● Assigned task 1
In the Sevcik interview, rewrite everything from "UBIQUITY: What do" down to "all these fields.", substituting "merging" for "unification".
● Assigned task 2
Continue the interview with Sevcik about computer science from where it stops.

● Document passage
────────────────────────────────────────
SEVCIK: That will take some thought. I guess the thing that's most surprised me is that Moore's Law has continued to hold for so many years. Even when I started in this field, I always thought that there were physical constraints on the minimal size and the maximal speed of the components we can build. But the physicists and the engineers that design computers have done an incredible job at always decreasing the price and increasing the performance each year. And from a performance evaluation point of view, and from a parallel computing point of view, that presents a great challenge to keep up with the curve.
UBIQUITY: What do you see then as you look out into the future of computer science?
SEVCIK: I think it's inevitable that either more and more knowledge from other fields will be brought into computer science, or else computer science will more or less move into the other fields. There has to be unification of the computing aspect with the other science aspects. And rather than having experts in one or the other and having them talk to each other, it would be ideal if the type of education were more integrated in all these fields.
UBIQUITY: But isn't that in contention with your other point that there's just too much to cover even in your own subspecialty?
SEVCIK: Yes, it is. I admit it. And I'm not sure what the solution is.
UBIQUITY: I can't resist asking you a mood question. It sounds silly, but what's the mood of computer science people now? Are they highly optimistic? Do they feel loved and well-funded?
SEVCIK: They're highly optimistic and are all very dedicated to what they do. They all have new ideas in their fields that they're eager to pursue. Computer science was unique when I started out in it because, when I joined our department, the age demographics were that almost everybody was a young assistant professor. And over the years, a lot of those same people are still around our department, but of course we've been joined by an overwhelming number of new people at all ranks and levels. So it's no longer as young a field as it was. We actually have a lot of retirements coming up in the next five years in our department. Yet the enthusiasm has been maintained.
UBIQUITY: You mentioned Nortel before, and its interaction with the university; what is the current level of interaction between academia and industry?
────────────────────────────────────────
Data excerpts:
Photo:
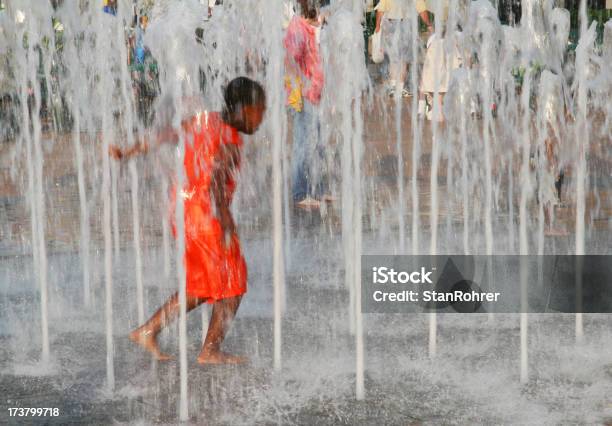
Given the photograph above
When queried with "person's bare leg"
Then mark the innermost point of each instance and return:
(224, 312)
(146, 334)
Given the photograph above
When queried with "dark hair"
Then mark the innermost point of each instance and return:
(309, 9)
(243, 91)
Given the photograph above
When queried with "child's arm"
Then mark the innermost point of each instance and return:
(166, 135)
(224, 168)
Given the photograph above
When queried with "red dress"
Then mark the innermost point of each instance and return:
(214, 271)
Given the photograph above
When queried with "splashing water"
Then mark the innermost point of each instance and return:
(86, 253)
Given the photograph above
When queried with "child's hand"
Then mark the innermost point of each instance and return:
(229, 229)
(115, 152)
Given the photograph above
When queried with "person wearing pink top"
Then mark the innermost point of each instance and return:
(304, 84)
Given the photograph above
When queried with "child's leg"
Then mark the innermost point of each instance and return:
(223, 314)
(146, 335)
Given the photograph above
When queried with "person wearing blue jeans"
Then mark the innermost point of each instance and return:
(307, 154)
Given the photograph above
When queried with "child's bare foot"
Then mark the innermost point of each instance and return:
(148, 342)
(219, 357)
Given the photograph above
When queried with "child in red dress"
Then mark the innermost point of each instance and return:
(216, 271)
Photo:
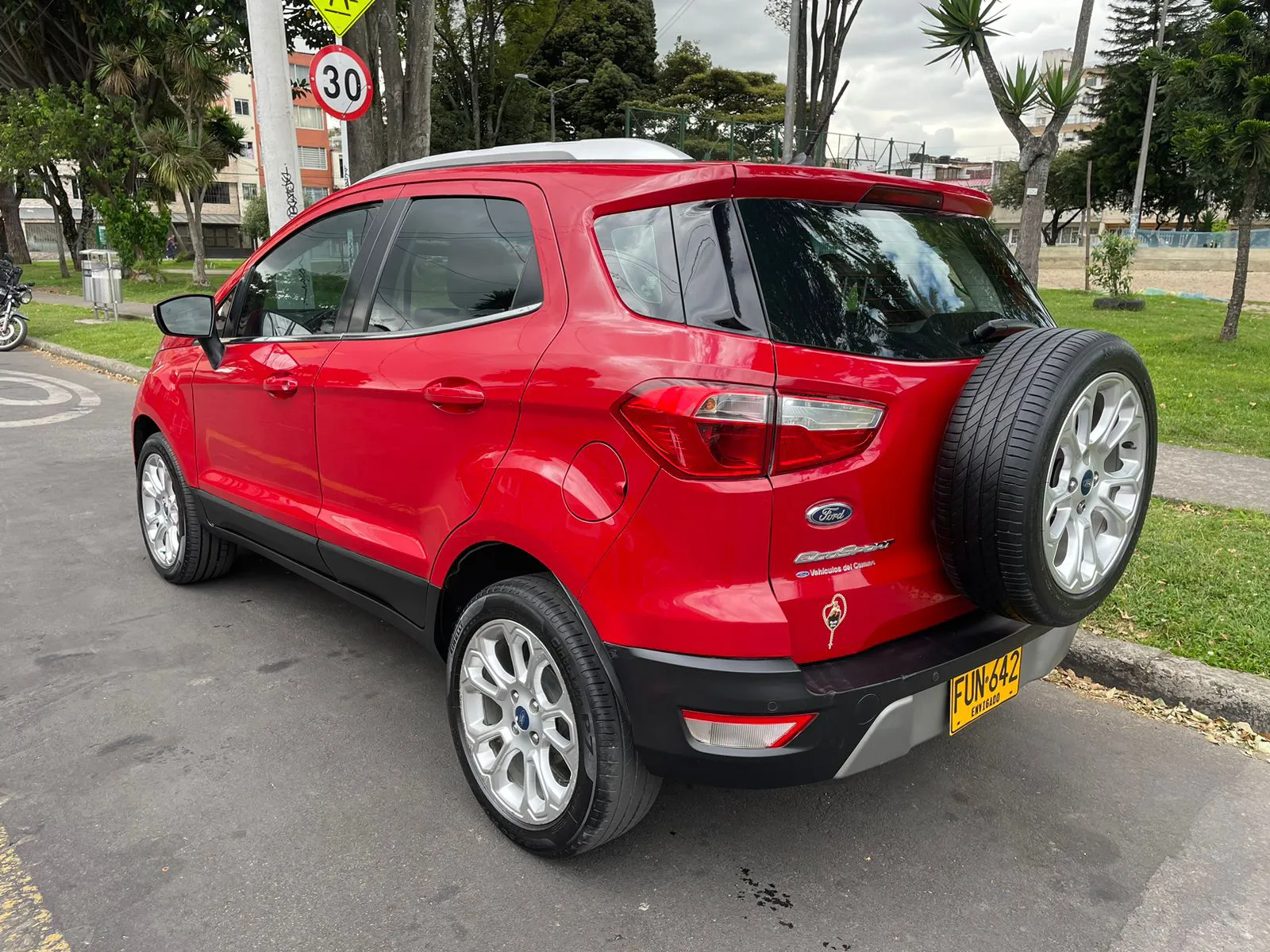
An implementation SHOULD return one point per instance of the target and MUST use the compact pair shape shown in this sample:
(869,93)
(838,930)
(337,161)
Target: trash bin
(102,281)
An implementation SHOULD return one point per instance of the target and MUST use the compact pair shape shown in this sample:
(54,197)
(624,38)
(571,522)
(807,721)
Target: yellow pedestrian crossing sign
(341,14)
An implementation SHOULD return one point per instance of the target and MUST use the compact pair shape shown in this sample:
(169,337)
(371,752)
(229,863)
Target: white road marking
(57,391)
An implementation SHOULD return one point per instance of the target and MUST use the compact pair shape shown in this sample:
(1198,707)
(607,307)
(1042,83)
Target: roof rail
(588,150)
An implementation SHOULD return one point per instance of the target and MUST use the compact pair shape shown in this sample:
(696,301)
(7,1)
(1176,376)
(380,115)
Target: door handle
(281,385)
(454,395)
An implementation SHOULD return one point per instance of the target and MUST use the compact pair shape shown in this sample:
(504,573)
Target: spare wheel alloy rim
(518,723)
(1094,488)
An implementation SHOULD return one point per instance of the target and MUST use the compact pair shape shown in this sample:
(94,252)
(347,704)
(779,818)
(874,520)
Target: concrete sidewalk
(129,309)
(1218,479)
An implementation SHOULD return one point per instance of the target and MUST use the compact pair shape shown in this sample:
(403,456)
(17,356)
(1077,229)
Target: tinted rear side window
(883,283)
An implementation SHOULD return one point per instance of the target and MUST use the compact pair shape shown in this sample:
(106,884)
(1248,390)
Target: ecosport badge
(833,613)
(845,552)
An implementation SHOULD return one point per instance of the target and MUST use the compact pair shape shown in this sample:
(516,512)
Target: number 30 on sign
(341,83)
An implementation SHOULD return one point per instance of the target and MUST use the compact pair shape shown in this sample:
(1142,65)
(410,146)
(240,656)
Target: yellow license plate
(977,692)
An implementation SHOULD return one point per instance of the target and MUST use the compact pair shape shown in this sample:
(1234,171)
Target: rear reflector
(745,733)
(814,432)
(905,197)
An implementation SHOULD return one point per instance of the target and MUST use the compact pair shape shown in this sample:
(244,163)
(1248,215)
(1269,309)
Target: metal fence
(1200,239)
(705,136)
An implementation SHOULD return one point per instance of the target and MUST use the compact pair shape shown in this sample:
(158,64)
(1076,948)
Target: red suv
(752,475)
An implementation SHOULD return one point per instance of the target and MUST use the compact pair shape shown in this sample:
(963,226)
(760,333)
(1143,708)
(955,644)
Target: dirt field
(1216,283)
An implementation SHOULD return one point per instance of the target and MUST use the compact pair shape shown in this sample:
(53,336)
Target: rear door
(869,308)
(418,404)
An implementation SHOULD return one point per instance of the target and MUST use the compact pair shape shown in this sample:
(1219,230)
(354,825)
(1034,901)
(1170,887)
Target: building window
(313,158)
(309,118)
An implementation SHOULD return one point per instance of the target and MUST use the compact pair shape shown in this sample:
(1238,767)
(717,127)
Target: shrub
(1113,266)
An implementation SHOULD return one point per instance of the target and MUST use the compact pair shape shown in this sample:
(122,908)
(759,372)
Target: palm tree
(962,29)
(183,152)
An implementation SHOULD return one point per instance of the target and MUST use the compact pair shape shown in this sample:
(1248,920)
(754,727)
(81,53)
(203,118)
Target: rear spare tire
(1045,474)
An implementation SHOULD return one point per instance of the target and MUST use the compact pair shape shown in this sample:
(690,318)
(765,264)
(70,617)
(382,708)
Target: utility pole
(1136,216)
(1089,202)
(279,156)
(791,80)
(552,94)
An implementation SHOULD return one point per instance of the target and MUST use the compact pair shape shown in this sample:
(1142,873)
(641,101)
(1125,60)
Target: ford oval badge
(829,513)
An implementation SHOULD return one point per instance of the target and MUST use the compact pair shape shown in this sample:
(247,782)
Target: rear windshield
(883,283)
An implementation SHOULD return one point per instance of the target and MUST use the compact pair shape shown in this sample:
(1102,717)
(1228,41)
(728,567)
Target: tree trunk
(10,209)
(194,216)
(421,50)
(1033,217)
(394,80)
(1251,194)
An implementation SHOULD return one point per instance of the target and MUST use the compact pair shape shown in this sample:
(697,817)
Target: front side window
(296,289)
(456,260)
(883,282)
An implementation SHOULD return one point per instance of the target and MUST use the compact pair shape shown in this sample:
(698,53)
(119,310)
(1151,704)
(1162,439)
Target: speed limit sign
(341,83)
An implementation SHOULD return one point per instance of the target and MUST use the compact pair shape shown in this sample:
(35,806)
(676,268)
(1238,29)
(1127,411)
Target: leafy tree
(1115,143)
(183,152)
(613,44)
(256,219)
(1064,190)
(962,29)
(1226,121)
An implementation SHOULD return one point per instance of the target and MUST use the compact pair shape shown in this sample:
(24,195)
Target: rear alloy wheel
(537,723)
(1045,473)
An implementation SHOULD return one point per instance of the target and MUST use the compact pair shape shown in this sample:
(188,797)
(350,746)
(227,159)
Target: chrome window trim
(444,328)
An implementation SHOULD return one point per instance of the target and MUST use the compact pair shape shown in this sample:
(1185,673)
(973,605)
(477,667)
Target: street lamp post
(552,93)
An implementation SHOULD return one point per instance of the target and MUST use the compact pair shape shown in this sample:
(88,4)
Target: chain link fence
(704,136)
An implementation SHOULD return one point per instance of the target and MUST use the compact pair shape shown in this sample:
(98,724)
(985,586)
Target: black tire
(14,340)
(995,467)
(613,789)
(202,555)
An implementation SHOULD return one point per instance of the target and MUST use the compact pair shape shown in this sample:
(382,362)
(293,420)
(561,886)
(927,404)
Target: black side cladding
(994,467)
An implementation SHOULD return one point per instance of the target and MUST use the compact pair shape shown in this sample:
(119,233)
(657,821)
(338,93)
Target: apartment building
(1083,116)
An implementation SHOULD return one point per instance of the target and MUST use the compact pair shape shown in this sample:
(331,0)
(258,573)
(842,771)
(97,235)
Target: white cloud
(895,93)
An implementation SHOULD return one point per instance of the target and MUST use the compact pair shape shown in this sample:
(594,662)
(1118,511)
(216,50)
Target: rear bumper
(870,708)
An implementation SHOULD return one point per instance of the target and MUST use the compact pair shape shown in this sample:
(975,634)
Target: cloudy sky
(893,92)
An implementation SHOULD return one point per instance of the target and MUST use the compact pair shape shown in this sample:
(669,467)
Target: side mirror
(192,317)
(186,315)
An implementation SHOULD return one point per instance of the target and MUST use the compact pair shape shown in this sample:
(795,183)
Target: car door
(254,413)
(418,403)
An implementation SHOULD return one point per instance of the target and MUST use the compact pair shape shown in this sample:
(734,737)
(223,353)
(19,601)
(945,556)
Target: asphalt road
(252,765)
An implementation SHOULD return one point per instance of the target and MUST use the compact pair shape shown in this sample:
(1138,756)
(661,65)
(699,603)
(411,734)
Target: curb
(121,368)
(1157,674)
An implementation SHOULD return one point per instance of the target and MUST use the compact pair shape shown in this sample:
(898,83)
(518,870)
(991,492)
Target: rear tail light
(708,431)
(745,733)
(722,431)
(816,432)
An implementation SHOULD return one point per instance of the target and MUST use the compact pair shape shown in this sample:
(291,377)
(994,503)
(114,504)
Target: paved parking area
(252,765)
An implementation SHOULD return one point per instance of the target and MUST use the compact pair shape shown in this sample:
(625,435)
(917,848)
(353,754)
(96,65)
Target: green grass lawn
(1197,587)
(1210,395)
(44,276)
(133,342)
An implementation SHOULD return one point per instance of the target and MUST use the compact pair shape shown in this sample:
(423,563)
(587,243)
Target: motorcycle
(13,295)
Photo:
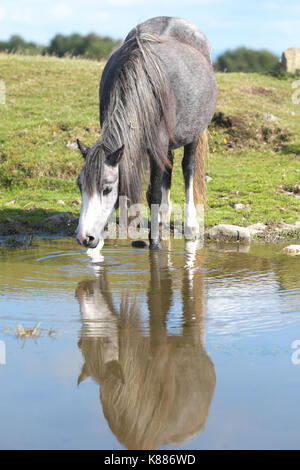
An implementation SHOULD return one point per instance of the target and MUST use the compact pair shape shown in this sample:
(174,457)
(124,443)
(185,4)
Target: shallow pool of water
(146,350)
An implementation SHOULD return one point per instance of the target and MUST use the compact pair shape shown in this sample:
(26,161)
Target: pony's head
(98,182)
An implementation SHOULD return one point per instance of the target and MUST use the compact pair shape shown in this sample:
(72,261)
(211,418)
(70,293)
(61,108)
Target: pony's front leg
(154,197)
(191,225)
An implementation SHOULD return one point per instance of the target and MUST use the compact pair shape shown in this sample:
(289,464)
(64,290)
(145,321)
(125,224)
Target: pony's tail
(201,163)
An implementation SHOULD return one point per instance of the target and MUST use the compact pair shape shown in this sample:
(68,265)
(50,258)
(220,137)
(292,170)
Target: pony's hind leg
(191,225)
(154,197)
(165,207)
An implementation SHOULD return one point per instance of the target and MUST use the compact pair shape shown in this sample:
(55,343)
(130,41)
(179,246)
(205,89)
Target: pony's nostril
(88,241)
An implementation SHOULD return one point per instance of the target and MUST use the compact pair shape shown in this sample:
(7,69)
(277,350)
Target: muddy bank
(20,233)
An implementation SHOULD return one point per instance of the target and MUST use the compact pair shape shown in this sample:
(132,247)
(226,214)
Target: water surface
(170,349)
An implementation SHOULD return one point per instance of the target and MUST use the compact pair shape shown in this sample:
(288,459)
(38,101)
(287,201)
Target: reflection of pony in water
(154,389)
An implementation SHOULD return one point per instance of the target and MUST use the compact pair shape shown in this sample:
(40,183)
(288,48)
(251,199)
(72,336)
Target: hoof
(154,245)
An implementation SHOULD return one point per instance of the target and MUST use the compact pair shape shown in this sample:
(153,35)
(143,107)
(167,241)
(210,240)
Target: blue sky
(271,24)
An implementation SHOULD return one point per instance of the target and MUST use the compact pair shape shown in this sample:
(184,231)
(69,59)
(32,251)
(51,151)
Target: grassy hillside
(50,102)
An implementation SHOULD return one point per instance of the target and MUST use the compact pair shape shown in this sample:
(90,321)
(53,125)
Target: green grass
(51,101)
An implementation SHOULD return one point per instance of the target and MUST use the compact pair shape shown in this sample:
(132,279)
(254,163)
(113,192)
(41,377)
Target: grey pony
(157,93)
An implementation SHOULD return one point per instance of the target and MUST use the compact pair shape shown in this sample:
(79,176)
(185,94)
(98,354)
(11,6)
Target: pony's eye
(106,191)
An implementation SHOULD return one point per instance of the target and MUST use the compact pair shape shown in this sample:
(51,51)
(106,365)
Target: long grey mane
(137,107)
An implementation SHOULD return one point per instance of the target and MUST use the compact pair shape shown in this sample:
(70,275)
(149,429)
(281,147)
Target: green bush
(246,60)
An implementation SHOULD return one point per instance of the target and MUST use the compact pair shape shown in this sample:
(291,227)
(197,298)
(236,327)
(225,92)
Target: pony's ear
(83,148)
(114,158)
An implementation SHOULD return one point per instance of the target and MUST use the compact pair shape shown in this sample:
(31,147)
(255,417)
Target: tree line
(93,46)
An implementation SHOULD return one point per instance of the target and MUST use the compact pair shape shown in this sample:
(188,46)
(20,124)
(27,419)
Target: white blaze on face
(96,210)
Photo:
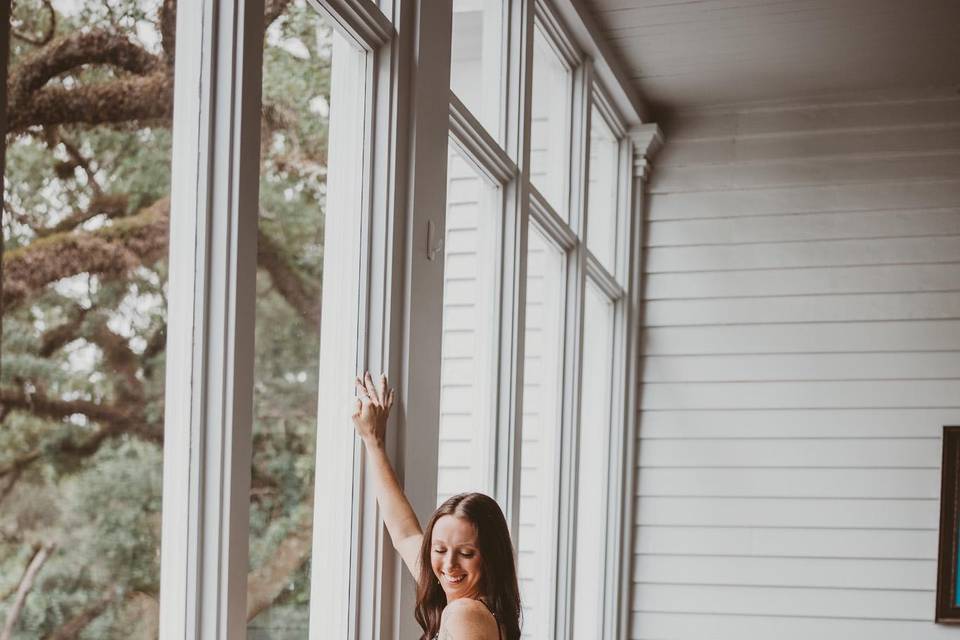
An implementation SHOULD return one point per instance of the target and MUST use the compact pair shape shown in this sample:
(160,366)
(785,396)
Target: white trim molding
(361,19)
(558,34)
(479,144)
(644,142)
(212,285)
(550,221)
(647,139)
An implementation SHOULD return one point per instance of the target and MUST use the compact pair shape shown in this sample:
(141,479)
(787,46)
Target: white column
(209,382)
(424,70)
(646,140)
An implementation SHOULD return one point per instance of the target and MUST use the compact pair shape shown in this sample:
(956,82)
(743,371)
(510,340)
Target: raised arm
────────────────────────────────────────
● Response 1
UBIQUITY: What do you see then as you look out into the future of computer science?
SEVCIK: I think it's inevitable that either more and more knowledge from other fields will be brought into computer science, or else computer science will more or less move into the other fields. There has to be merging of the computing aspect with the other science aspects. And rather than having experts in one or the other and having them talk to each other, it would be ideal if the type of education were more integrated in all these fields.

● Response 2
SEVCIK: We've had some very good interactions with a number of companies over the years. Probably number one is Nortel. Over the years, they supported research at University of Toronto in computer science and electrical engineering to an extensive degree and we had a lot of contacts with them. Another one is IBM, which has one of its primary development labs situated in Toronto, where much of the development of the DB2 database product is done. I personally have been involved with them, and it's a great opportunity to have our students go work there for the summer, get involved in the kinds of advanced development and research issues that face people who are trying to maintain a leading database product. And the third company that's been very good is Bell Canada, which has sponsored lots of research and lots of infrastructure in our department lately. I think a lot of the faculty members feel that the opportunity to take their theoretical developments and put them into practice in an industrial context lends a lot of credibility to their work and adds to their motivation.
UBIQUITY: Well what should be done? What do you see as the next big vision?
SEVCIK: I think I have to come back to the overwhelming amount of data that we're seeing now. I used to spend a lot of time going through my files and seeing which ones I could delete to save space. But these days a lot of very enlightened people never throw away anything. They keep every bit of information that reaches them, and they just use search tools to find the right stuff at the right time. And that availability of the huge amounts of information and the challenge of making use of it in the best way is ultimately the biggest challenge that I see ahead, and it will keep a lot of people busy for a very long time.